**TASK TO CARRY OUT:**
In the material below, find the line with "point(627, 127)" and the line with "point(143, 269)", then output those two lines and every line between them, exactly.

**EXTRACTED INFORMATION:**
= = = = = = =

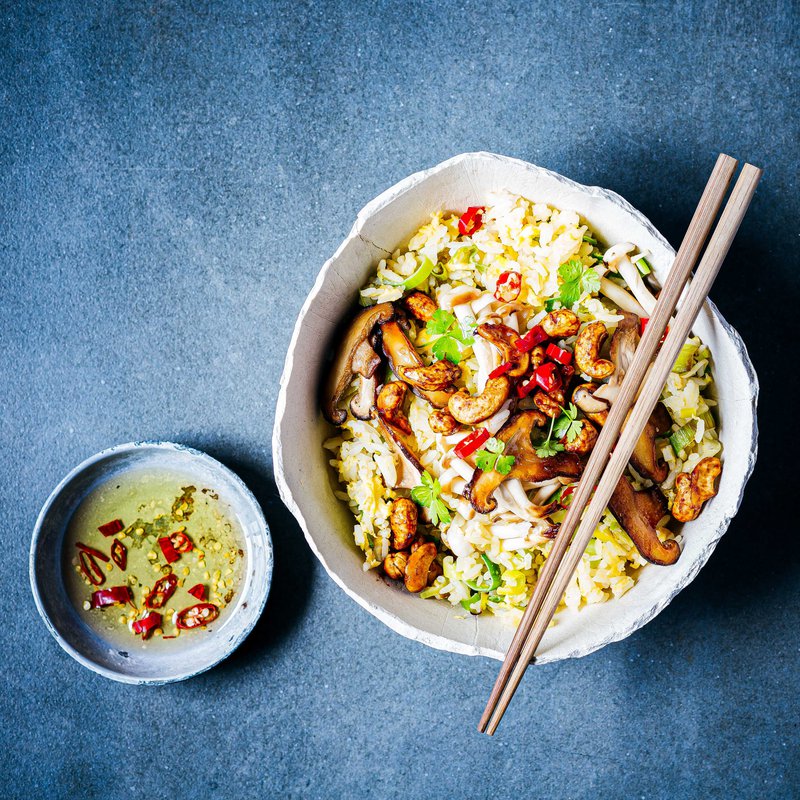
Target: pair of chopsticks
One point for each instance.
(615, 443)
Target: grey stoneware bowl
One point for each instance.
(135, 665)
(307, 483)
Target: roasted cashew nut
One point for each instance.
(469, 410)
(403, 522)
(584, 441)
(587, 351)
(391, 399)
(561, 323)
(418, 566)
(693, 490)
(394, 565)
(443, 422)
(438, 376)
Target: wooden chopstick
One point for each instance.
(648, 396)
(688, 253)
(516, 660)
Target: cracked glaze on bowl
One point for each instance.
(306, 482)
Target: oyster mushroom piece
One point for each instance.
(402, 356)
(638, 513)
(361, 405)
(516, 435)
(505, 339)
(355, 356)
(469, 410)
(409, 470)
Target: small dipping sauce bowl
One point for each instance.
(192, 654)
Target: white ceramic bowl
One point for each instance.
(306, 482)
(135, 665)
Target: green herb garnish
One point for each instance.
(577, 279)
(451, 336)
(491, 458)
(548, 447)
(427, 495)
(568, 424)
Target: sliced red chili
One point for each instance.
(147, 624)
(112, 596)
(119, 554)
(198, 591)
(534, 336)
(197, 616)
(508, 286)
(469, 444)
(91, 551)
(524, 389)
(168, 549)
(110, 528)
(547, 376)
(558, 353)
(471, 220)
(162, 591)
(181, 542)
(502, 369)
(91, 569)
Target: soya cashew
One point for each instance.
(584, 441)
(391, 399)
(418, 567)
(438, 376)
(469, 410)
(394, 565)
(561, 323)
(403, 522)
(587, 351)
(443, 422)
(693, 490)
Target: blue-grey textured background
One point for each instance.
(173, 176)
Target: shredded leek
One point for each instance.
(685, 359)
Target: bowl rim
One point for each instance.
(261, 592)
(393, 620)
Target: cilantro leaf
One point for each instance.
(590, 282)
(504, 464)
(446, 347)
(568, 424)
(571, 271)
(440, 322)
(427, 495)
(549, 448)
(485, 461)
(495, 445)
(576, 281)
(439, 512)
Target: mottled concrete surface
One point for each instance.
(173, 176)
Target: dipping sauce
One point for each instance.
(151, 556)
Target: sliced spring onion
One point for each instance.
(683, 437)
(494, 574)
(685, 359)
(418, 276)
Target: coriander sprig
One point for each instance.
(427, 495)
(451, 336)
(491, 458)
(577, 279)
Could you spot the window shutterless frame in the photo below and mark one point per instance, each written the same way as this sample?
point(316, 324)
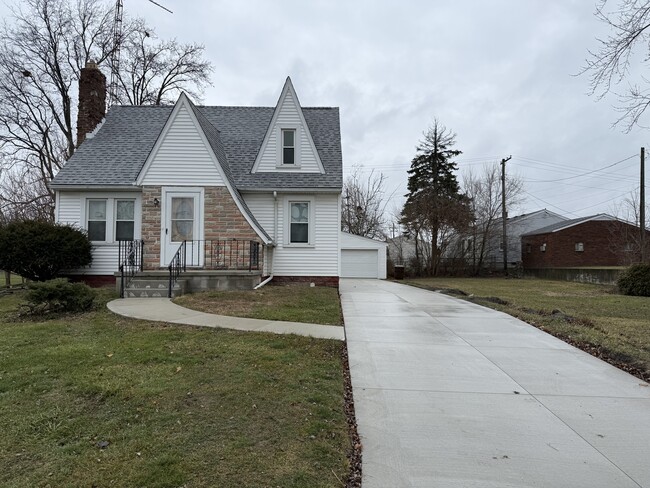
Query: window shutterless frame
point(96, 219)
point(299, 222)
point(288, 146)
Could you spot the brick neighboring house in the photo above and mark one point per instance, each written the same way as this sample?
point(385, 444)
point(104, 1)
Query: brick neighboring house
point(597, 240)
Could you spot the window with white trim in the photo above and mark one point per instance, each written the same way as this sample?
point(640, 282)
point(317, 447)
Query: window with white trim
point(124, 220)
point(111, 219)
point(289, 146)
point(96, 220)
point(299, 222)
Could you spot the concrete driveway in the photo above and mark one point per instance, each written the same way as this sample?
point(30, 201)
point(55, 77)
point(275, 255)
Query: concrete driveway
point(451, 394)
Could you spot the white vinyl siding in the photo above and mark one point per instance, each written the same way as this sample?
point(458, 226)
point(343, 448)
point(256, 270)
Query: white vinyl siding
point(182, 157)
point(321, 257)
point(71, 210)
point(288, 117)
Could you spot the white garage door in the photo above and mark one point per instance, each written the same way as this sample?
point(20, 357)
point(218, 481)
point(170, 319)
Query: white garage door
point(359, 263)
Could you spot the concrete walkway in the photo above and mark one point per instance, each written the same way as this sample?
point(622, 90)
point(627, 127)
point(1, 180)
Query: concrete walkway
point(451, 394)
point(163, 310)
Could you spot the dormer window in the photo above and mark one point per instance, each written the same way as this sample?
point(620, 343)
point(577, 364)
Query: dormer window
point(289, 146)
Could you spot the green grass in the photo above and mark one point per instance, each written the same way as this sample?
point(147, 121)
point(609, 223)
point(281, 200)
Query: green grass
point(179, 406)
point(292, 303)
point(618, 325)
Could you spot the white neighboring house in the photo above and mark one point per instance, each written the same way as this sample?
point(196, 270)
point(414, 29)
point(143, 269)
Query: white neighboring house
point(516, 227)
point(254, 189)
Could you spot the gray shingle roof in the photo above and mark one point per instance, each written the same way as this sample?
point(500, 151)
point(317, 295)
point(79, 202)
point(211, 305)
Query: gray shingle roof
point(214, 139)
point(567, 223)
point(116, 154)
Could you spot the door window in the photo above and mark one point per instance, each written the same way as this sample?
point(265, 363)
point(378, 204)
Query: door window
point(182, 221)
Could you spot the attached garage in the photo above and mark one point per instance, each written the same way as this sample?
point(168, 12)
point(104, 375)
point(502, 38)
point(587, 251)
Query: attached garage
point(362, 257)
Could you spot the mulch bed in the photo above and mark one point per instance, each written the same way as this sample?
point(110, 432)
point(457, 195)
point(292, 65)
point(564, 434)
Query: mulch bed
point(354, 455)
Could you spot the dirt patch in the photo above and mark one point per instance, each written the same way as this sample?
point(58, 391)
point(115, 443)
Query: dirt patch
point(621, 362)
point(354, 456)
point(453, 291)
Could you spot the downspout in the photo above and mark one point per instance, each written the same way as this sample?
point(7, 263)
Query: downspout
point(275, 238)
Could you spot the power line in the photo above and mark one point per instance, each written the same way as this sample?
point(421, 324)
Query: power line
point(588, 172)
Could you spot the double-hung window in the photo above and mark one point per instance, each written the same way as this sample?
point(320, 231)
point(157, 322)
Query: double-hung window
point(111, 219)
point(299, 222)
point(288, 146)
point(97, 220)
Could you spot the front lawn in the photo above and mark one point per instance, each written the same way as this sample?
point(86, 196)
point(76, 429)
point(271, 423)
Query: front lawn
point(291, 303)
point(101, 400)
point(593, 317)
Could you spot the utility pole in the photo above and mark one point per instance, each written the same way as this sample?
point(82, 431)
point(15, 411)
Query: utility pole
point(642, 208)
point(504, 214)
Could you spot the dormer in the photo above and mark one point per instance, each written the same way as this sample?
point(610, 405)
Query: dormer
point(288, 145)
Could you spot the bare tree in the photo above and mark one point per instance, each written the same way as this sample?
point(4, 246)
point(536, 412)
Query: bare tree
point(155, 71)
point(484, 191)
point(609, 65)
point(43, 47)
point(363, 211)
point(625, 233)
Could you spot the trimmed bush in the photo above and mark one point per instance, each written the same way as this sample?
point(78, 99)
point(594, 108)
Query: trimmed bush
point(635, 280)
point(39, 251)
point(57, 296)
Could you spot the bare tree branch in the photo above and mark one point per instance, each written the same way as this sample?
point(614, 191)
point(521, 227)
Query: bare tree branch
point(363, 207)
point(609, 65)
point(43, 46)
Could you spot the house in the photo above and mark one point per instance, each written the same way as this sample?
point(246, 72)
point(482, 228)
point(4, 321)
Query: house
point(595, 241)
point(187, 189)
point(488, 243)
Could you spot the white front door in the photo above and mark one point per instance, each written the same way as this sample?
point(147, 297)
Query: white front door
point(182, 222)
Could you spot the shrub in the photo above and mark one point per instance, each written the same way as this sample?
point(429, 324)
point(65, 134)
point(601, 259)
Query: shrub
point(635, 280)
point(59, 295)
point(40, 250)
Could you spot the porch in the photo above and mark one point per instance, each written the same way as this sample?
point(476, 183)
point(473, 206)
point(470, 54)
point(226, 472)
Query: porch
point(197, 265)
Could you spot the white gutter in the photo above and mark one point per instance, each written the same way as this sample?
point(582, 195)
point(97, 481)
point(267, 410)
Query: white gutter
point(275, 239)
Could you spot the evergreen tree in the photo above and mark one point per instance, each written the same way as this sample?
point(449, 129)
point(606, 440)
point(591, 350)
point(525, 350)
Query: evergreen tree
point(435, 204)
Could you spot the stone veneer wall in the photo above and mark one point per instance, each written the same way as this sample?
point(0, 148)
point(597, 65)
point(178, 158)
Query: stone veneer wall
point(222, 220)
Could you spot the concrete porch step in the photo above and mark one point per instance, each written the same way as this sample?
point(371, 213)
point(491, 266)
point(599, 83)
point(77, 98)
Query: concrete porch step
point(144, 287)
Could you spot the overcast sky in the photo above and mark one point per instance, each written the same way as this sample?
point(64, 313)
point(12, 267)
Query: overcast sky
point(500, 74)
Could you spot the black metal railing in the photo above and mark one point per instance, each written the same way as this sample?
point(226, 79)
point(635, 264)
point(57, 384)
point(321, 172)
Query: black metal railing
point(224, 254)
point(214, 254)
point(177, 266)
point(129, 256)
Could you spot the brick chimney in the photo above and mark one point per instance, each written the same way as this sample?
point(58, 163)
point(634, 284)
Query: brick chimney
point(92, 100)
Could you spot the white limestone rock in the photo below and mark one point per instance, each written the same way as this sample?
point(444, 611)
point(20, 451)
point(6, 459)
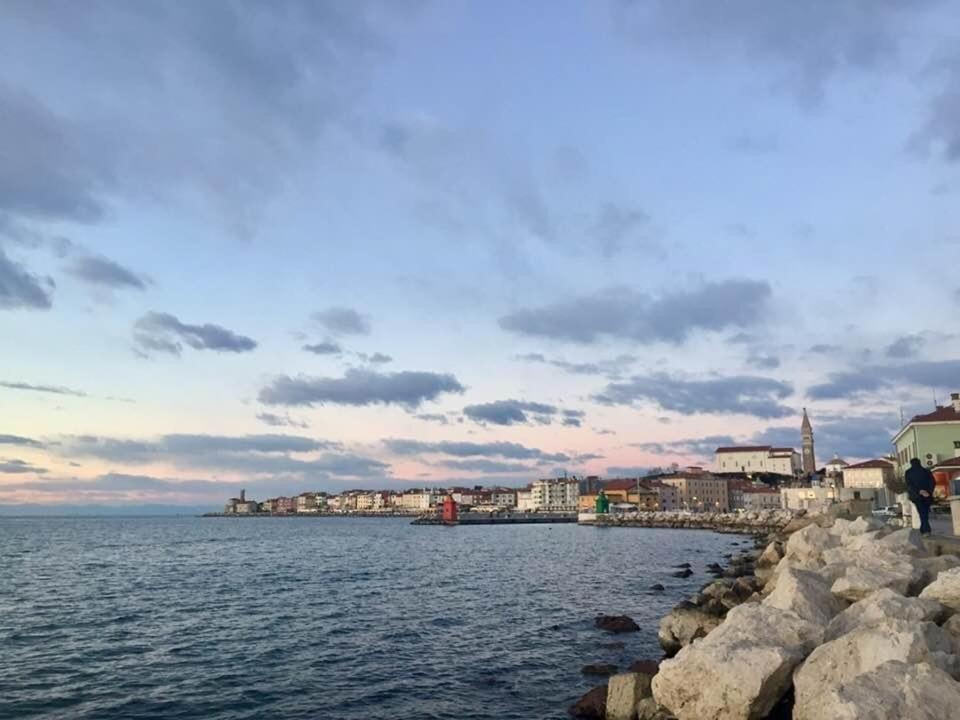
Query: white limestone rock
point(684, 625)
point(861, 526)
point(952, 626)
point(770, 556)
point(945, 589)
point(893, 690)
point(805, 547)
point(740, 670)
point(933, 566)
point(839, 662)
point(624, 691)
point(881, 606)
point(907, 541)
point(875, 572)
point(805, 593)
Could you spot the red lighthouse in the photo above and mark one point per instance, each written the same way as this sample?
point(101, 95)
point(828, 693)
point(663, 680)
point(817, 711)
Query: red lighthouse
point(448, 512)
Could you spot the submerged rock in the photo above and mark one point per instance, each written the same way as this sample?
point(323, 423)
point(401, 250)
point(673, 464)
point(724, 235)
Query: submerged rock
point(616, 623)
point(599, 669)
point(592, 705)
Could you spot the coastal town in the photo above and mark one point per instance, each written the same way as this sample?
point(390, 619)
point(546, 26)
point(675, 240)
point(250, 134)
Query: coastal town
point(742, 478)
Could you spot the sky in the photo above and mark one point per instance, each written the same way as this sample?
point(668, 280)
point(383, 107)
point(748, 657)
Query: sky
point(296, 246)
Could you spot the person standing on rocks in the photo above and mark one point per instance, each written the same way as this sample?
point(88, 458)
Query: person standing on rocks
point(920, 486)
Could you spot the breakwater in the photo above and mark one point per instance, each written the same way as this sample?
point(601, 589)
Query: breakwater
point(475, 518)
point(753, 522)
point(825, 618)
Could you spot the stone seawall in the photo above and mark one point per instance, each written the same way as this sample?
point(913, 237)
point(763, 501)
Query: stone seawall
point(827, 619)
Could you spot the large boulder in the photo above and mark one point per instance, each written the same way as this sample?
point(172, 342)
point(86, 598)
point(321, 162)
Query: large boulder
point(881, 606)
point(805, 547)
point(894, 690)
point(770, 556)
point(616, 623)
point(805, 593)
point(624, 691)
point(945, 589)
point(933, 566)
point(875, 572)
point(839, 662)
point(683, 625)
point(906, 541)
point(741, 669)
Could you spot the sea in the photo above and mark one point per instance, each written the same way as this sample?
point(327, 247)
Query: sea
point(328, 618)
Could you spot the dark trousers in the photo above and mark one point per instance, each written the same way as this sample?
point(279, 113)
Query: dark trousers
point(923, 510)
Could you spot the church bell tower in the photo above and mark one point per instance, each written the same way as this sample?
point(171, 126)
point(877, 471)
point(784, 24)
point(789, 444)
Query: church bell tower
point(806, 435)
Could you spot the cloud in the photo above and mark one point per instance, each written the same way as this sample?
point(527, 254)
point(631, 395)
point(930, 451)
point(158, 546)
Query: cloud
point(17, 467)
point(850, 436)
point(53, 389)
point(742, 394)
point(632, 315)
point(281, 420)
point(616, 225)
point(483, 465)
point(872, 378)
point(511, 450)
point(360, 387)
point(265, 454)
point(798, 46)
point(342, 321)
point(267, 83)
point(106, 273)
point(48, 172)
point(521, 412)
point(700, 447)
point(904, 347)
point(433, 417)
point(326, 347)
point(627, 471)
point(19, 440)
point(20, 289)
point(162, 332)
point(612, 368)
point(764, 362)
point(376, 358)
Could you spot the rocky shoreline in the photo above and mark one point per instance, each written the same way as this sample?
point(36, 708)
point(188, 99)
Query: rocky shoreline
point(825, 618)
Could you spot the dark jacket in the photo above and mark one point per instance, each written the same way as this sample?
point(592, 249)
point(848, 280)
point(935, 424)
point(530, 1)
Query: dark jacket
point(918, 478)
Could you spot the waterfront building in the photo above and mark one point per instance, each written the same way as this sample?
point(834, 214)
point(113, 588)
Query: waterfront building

= = = = = = =

**OUTPUT OF THE EXERCISE:**
point(627, 127)
point(1, 180)
Query: concrete walkway
point(451, 394)
point(163, 310)
Could you spot the dormer window in the photo above and mark one point per instance, each written the same way as this sample?
point(620, 343)
point(577, 364)
Query: dormer window
point(289, 146)
Could you spot the green grass in the photo above and mark one point per instance, each written the same way as this sample?
point(147, 121)
point(609, 223)
point(281, 200)
Query: green grass
point(179, 406)
point(292, 303)
point(618, 325)
Could you spot the white neighboring house in the photo above and mark one point per instance, each written the same way as this sample?
point(196, 270)
point(414, 29)
point(143, 269)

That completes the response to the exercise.